● **EXCERPT TO READ**
_ _ _ _ _ _ _

Let me but go back to sleep and dream such marvelous uninterrupted dreams that I will not feel the terrifying grasp of what truly holds me. It will be enough for me to sleep...and dream. And be rid of this Sisyphus. I am overcome by all my own efforts.  

But there is One asleep in the storm tossed vessel. The only One, awake.  "Master, Don't you care that we perish?"!!!!!



Forasmuch then as the children are partakers of flesh and blood, he also himself likewise took part of the same; that through death he might destroy him that had the power of death, that is, the devil; And deliver them who through fear of death were all their lifetime subject to bondage.

The creation waits in eager expectation for the revelation of the sons of God. For the creation was subjected to futility, not by its own will, but because of the One who subjected it, in hope that the creation itself will be set free from its bondage to decay and brought into the glorious freedom of the children of God

Don't accuse God of being both arsonist and fireman before you see how much of fires have been started by ones own frictions of self effort. Those very conflagrations of which we once flattered ourselves _saying_ "I was just trying to be like you!". Or, "I was just struggling to know the truth." Or "I was just _trying_ to be free"

Oh, the laughter.

When all accusation is gone.

Nailed to the tree.


----------



## bullethead

Israel, after your usual 6am-ish 3 flusher you again miss the bowl, err...point entirely.

When you ask me something I take the time to read it through(usually 5 times) and answer it honestly. You get an answer that is on topic and to the point.

If and when you reply, you answer with a lengthy(see above) reply where you turn it into a self question and answer session to somehow lead the conversation into a thought that you had overnight but that has nothing to do with what was initially asked. You are the only one in the conversation at that point.  More specifically when the question is directed at you and puts you in a position that an honest answer is required, you literally ignore it instead of being honest. After 2nd and 3rd direct requests to answer the questions you suddenly gets writers cramp.

_ _ _ _ _ _ _

● **SOURCE MATERIAL**
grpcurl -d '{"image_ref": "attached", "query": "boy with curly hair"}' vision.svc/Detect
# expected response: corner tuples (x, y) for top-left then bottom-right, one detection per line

_ _ _ _ _ _ _

● **SET TASK 1**
Answer these about the forum thread:
(a) According to the first post, who is asleep in the storm-tossed vessel?
(b) How many times does bullethead say he usually reads a question through?
(c) What does the first post say the creation waits for in eager expectation?
● **SET TASK 2**
Write the next part of the forum thread, carrying on bullethead's reply after its last sentence.
The data plays no part here.

● **EXERCISE ANSWER 1**
(a) The One who is the only One awake.
(b) Usually five times.
(c) The revelation of the sons of God.

● **EXERCISE ANSWER 2**
Do us all a favor and nock off this two similar peas in a pod shtick. Yet again your assertions and claims to not match your actions.


----------



## Israel

bullethead said:


> Israel, after your usual 6am-ish 3 flusher you again miss the bowl, err...point entirely.
> 
> When you ask me something I take the time to read it through(usually 5 times) and answer it honestly. You get an answer that is on topic and to the point.
> 
> If and when you reply, you answer with a lengthy(see above) reply where you turn it into a self question and answer session to somehow lead the conversation into a thought that you had overnight but that has nothing to do with what was initially asked. You are the only one in the conversation at that point.  More specifically when the question is directed at you and puts you in a position that an honest answer is required, you literally ignore it instead of being honest. After 2nd and 3rd direct requests to answer the questions you suddenly gets writers cramp.
> 
> _Do us all a favor and nock off this two similar peas in a pod shtick. _Yet again your assertions and claims to not match your actions.



How soft _is_ soft?

Rightly, perhaps I stand accused. But in this you would be I think very misled; that I do not take our conversation seriously. But do you see, even there, that presumption? For I am not sure that you do. 

Do you believe I take you...less than seriously?

Do you think (will I have to soon ask you to forgive this analogy?) I am frivolous skater on ice, dashing off to twirl freely unhindered when _any_ particular one may think my greater need is to be captured still...in conversation?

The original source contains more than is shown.